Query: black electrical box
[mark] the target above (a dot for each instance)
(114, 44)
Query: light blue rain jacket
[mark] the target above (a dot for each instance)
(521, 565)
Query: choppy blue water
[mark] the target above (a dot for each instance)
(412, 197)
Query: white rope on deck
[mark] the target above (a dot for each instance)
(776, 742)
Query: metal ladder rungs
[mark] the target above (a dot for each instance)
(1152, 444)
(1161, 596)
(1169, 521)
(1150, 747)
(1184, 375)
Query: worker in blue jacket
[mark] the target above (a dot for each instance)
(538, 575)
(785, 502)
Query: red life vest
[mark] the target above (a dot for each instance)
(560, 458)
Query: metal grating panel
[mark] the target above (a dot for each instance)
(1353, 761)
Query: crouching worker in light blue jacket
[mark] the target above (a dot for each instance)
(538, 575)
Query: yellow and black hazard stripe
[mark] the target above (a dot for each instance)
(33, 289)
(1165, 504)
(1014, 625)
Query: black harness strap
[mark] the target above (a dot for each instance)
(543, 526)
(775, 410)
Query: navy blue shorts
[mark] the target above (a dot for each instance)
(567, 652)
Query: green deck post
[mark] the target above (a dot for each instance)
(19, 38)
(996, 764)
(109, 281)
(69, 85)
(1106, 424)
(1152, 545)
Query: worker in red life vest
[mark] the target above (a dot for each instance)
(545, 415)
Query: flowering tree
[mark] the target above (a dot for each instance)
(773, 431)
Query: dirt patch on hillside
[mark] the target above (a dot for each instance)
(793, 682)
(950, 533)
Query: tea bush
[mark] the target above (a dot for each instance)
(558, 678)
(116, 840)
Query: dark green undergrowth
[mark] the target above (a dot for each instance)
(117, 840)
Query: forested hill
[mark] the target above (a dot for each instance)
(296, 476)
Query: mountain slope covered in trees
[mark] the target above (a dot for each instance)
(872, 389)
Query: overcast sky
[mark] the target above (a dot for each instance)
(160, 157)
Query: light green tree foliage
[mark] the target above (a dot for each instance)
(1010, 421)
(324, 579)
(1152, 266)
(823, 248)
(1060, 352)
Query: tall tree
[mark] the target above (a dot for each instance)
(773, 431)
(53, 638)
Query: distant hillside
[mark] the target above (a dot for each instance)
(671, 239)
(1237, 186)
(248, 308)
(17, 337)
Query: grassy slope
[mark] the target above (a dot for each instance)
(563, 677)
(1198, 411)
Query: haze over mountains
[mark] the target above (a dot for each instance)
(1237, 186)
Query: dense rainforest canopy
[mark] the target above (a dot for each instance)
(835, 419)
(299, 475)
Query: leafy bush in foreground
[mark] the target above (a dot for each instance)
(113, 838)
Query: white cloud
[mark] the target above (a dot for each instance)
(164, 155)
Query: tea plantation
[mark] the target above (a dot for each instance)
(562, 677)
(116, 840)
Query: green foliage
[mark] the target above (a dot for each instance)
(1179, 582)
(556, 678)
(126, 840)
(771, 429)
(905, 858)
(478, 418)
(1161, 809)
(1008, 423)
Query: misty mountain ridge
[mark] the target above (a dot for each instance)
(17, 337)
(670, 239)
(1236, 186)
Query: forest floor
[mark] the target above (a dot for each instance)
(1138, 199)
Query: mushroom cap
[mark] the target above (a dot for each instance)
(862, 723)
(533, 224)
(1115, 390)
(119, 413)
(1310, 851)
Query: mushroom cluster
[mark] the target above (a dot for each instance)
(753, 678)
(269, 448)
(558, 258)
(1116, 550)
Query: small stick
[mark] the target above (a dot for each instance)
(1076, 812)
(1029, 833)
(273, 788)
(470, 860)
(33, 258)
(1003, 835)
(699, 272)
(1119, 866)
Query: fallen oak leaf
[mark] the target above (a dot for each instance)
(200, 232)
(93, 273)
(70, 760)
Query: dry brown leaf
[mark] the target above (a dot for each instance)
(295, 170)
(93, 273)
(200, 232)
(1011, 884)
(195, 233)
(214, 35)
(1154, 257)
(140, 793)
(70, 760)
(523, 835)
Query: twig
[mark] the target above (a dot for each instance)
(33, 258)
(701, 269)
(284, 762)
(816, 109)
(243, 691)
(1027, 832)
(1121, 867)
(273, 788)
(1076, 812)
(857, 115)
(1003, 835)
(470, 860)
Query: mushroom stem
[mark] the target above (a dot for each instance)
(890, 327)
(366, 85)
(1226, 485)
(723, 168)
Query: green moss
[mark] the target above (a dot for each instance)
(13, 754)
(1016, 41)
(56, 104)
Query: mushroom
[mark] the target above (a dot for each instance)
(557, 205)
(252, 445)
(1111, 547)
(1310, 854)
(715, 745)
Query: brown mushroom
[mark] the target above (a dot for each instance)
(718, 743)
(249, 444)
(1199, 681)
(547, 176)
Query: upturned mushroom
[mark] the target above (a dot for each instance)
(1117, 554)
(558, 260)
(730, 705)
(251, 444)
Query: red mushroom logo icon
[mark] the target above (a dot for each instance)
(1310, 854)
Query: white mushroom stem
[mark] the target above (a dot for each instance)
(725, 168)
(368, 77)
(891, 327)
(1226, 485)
■ ■ ■ ■ ■ ■ ■
* **Exercise**: Copy every entry above verbatim, line for line.

* **The response**:
Query: black electrical box
[mark] the target above (a dot for each instance)
(114, 44)
Query: light blue rain jacket
[mark] the target above (a dot for each instance)
(521, 565)
Query: choppy blue water
[mark] the target above (a dot for each instance)
(412, 197)
Query: white rope on deck
[mark] the target above (a dot for each instance)
(776, 742)
Query: metal ladder rungs
[mark] the target above (a dot for each instance)
(1152, 444)
(1161, 596)
(1169, 521)
(1150, 747)
(1184, 375)
Query: worker in blue jacket
[mark] the target above (a dot for each instance)
(538, 575)
(785, 502)
Query: red life vest
[mark] the target above (a dot for each instance)
(560, 458)
Query: metal grating panel
[mark] the target above (a dot for each instance)
(1353, 761)
Query: crouching worker in light blue jacket
[mark] the target above (a dot for each instance)
(538, 575)
Query: yellow and black hazard stripe
[mark] the target above (a dot for each instance)
(33, 289)
(1165, 504)
(1014, 625)
Query: black harness strap
[mark] the target above (a dot for each instance)
(543, 526)
(775, 410)
Query: navy blue shorts
[mark] the target above (a dot for each instance)
(567, 652)
Query: green deck post
[mark] the target above (a dot for each instance)
(19, 38)
(996, 764)
(109, 281)
(69, 85)
(1106, 424)
(1152, 545)
Query: worker in red life vest
[mark] the target above (a dot for each instance)
(545, 415)
Query: flowering tree
[mark] the target above (a dot for each instance)
(773, 431)
Query: dirt patch on hillside
[mark] the target above (a dot for each instance)
(793, 682)
(950, 533)
Query: tea bush
[mark] the target above (a dot for each instance)
(558, 678)
(116, 840)
Query: dark green undergrowth
[mark] the target above (a dot for each instance)
(117, 840)
Query: forested hill
[mark] the target above (a dot for each instance)
(296, 476)
Query: mountain slope covered in trees
[mark] the target above (a dot for each instance)
(872, 389)
Query: overcast sky
[mark] the target above (a dot for each instance)
(160, 157)
Query: light green tree foliage
[mark] the target above (a dot for each instance)
(1010, 421)
(324, 579)
(1152, 266)
(823, 248)
(1060, 352)
Query: tall tree
[mark] the target above (a dot for each instance)
(773, 431)
(53, 638)
Query: distant hillside
[mark] the target above (a dot for each instance)
(671, 239)
(1237, 186)
(248, 308)
(17, 337)
Query: grassy slope
[mark] the target above (a dot for each instance)
(563, 677)
(1198, 411)
Query: haze over mountains
[mark] the target above (a dot for each instance)
(1237, 186)
Query: dense rainforest canopy
[mark] the target above (a dot for each instance)
(835, 419)
(299, 475)
Query: leafy bush in foreground
[mark] the target above (a dot for each instance)
(113, 838)
Query: white cloud
[mark] the target above (a dot for each instance)
(164, 155)
Query: tea plantation
[mark] the target above (a dot for each instance)
(562, 677)
(116, 840)
Query: green foliage
[mark] the target above (a dot for each instance)
(1179, 582)
(556, 678)
(126, 840)
(771, 429)
(905, 858)
(478, 418)
(1161, 809)
(1008, 423)
Query: misty mountain ridge
[mark] the target above (a dot for each instance)
(17, 337)
(670, 239)
(1236, 186)
Query: forest floor
[mark] the target above (a dot for each instance)
(1138, 199)
Query: mushroom cap
[mark] the target above (a dot for each instance)
(862, 723)
(533, 224)
(1115, 390)
(119, 413)
(1310, 851)
Query: mushroom cluster
[mark] the target above (a dot for each instance)
(753, 678)
(269, 448)
(558, 258)
(1116, 550)
Query: small stick
[mark] the target above (a dot for each instance)
(1076, 812)
(1029, 833)
(273, 788)
(470, 860)
(33, 258)
(1003, 835)
(699, 272)
(1119, 866)
Query: fallen oak leaf
[mark] the target above (a dot for each instance)
(200, 232)
(93, 273)
(70, 760)
Query: dry brown leaf
[mark] the target above (a dot for each instance)
(295, 170)
(93, 273)
(200, 232)
(1011, 884)
(195, 233)
(214, 35)
(1154, 257)
(140, 793)
(70, 760)
(523, 835)
Query: twig
[mark] the target above (a dot for each instance)
(33, 258)
(701, 269)
(284, 762)
(816, 109)
(243, 691)
(1027, 832)
(1121, 867)
(273, 788)
(1076, 812)
(857, 115)
(1003, 835)
(470, 860)
Query: mushroom stem
[mark] the target above (a dot for each instance)
(890, 327)
(366, 85)
(1226, 485)
(723, 168)
Query: green moss
[mark] the target above (a dot for each instance)
(13, 754)
(1016, 41)
(56, 104)
Query: mushroom
[mark] the target above (a dot for each instance)
(557, 205)
(252, 445)
(1111, 547)
(1310, 854)
(715, 745)
Query: brown mushroom
[mark] the target above (a dot for each instance)
(718, 743)
(249, 444)
(1199, 681)
(547, 176)
Query: upturned mushroom
[mark] the target above (a dot for each instance)
(1117, 554)
(558, 260)
(730, 705)
(251, 444)
Query: red mushroom logo icon
[mark] the target above (a dot for each instance)
(1310, 854)
Query: white mushroom stem
[mark] the target above (a dot for each instance)
(725, 168)
(368, 77)
(891, 327)
(1226, 485)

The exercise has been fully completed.